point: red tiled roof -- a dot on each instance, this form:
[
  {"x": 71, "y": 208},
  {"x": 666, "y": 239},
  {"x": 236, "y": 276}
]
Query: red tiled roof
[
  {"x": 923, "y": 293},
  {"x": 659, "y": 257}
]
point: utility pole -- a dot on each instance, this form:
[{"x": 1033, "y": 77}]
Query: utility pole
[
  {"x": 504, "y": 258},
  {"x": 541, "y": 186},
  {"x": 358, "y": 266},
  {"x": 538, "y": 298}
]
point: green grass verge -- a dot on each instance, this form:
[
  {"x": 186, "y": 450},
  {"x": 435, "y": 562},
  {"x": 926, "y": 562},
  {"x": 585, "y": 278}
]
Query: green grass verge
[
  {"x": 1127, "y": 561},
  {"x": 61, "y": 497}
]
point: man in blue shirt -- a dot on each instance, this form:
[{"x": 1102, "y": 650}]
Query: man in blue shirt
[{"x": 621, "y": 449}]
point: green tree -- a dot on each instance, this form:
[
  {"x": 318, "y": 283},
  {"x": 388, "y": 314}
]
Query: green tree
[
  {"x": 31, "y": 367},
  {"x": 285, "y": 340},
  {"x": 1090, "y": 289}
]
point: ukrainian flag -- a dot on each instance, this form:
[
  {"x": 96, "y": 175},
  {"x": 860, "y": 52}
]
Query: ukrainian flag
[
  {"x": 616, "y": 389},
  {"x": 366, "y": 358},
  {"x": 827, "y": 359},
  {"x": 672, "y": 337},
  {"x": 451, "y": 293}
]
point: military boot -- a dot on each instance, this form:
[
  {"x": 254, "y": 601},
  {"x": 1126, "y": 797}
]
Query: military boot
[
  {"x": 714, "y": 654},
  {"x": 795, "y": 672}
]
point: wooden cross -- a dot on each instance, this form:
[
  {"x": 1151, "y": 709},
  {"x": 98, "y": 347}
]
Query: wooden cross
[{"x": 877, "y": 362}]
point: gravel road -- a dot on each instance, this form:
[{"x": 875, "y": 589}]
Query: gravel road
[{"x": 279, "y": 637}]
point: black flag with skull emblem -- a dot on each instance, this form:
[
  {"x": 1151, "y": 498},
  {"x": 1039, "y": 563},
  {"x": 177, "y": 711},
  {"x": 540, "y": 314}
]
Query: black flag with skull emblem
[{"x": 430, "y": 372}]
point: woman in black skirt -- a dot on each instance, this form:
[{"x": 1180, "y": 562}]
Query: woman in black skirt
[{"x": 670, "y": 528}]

************

### [Activity]
What this exercise calls for is a precise transcription of the material above.

### [Output of the task]
point: red tiled roof -- a dot on each instance, this form:
[
  {"x": 71, "y": 208},
  {"x": 666, "y": 239},
  {"x": 236, "y": 276}
]
Query: red tiled roof
[
  {"x": 923, "y": 293},
  {"x": 659, "y": 257}
]
point: utility pole -- a dot on each instance, this form:
[{"x": 1033, "y": 77}]
Query: utility pole
[
  {"x": 504, "y": 258},
  {"x": 541, "y": 186},
  {"x": 358, "y": 266},
  {"x": 538, "y": 298}
]
point: green grass verge -- a dot on each instance, this form:
[
  {"x": 186, "y": 450},
  {"x": 435, "y": 562},
  {"x": 926, "y": 562},
  {"x": 585, "y": 278}
]
Query: green grass verge
[
  {"x": 1127, "y": 561},
  {"x": 61, "y": 497}
]
point: man in blue shirt -- a dot on each instance, this form:
[{"x": 1102, "y": 650}]
Query: man in blue shirt
[{"x": 621, "y": 449}]
point: green tree -- a dot on each instance, this form:
[
  {"x": 318, "y": 283},
  {"x": 388, "y": 314}
]
Query: green tree
[
  {"x": 31, "y": 367},
  {"x": 285, "y": 340},
  {"x": 1090, "y": 289}
]
point: ukrainian flag -- a dot on each instance, this form:
[
  {"x": 96, "y": 175},
  {"x": 860, "y": 52}
]
Query: ukrainian flag
[
  {"x": 616, "y": 389},
  {"x": 366, "y": 358},
  {"x": 827, "y": 359},
  {"x": 672, "y": 337},
  {"x": 451, "y": 293}
]
point: military boot -- a dot on each instance, this form:
[
  {"x": 254, "y": 601},
  {"x": 1126, "y": 797}
]
Query: military boot
[
  {"x": 714, "y": 654},
  {"x": 795, "y": 672}
]
point: wooden cross -- a dot on each instance, this form:
[
  {"x": 1151, "y": 709},
  {"x": 98, "y": 347}
]
Query: wooden cross
[{"x": 877, "y": 362}]
point: gravel road -- a dot on each instance, this form:
[{"x": 875, "y": 589}]
Query: gravel road
[{"x": 279, "y": 637}]
point: black flag with skull emblem -- a dot on each instance, this form:
[
  {"x": 1151, "y": 498},
  {"x": 1039, "y": 563},
  {"x": 177, "y": 711},
  {"x": 540, "y": 314}
]
Query: black flag with skull emblem
[{"x": 430, "y": 372}]
point: woman in black skirt -- a dot on each instance, this form:
[{"x": 1180, "y": 562}]
Query: woman in black skirt
[{"x": 670, "y": 528}]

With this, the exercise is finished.